-- Begin TEXT TO READ --

Holiday ham means a happy family at the holiday table

Published 12:01 am Saturday, December 22, 2012

Who doesn’t love a leftover ham biscuit?

Now is the time to make some decisions about cooking Christmas dinner. I have never done a Christmas ham, but decided this was the year to be a little more traditional. The goose last year was not a big hit. It was expensive and did not have a lot of meat for leftovers. But, I gave it a shot, and don’t have to revisit the goose any time soon.

All over the world, cured port is a celebrated feast food. It is a simple pleasure but can be complicated in its own way. Most people grow up eating the sweet, juicy, pink hams with a caramelized crust. Think honey baked! Then, there are the salty, complex, country hams, which taste so different. I grew up with the salty country hams. My father was really good at curing hams and they were wonderful and I miss them.

Smithfield is where American ham began and where its evolution has played out for the past four centuries. Jamestown, site of the earliest English colony in North America, is just a few miles upriver; the settlers who brought pigs to the New World started confining hogs on a nearby island, called Hog Island, to raise them for ham, and in 1779, a sea captain named Mallory Todd started to ship hams from Smithfield to the British West Indies. The Virginia trade eventually spread to England, where Queen Victoria placed a standing order for six a week.

-- End TEXT TO READ --

▶ _PROBLEMS AND TASKS_
- 1) Echo a passage from the holiday ham article word for word, beginning at "Holiday ham means" and stopping after "any time soon.".
- 2) In the holiday ham article, who placed a standing order for six Virginia hams a week?

-- Begin LISTED RECORDS --

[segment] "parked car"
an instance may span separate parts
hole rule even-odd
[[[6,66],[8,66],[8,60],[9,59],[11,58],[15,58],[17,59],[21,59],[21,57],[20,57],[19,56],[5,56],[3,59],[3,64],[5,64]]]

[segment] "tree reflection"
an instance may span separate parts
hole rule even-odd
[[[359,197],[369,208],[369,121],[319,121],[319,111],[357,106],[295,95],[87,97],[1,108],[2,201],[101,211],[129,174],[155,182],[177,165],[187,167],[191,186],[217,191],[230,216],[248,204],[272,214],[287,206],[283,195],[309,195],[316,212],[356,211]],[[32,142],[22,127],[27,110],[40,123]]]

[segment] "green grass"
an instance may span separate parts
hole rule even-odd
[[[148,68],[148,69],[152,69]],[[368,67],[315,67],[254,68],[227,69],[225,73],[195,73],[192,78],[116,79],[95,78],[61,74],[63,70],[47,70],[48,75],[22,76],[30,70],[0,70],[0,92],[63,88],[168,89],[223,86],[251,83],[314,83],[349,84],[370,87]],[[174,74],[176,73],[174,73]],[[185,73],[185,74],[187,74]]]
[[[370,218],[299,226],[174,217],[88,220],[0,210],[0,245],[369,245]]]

-- End LISTED RECORDS --

▶ _RESULTS FOR THE EXERCISE_
- 1)
Holiday ham means a happy family at the holiday table

Published 12:01 am Saturday, December 22, 2012

Who doesn’t love a leftover ham biscuit?

Now is the time to make some decisions about cooking Christmas dinner. I have never done a Christmas ham, but decided this was the year to be a little more traditional. The goose last year was not a big hit. It was expensive and did not have a lot of meat for leftovers. But, I gave it a shot, and don’t have to revisit the goose any time soon.

- 2) Queen Victoria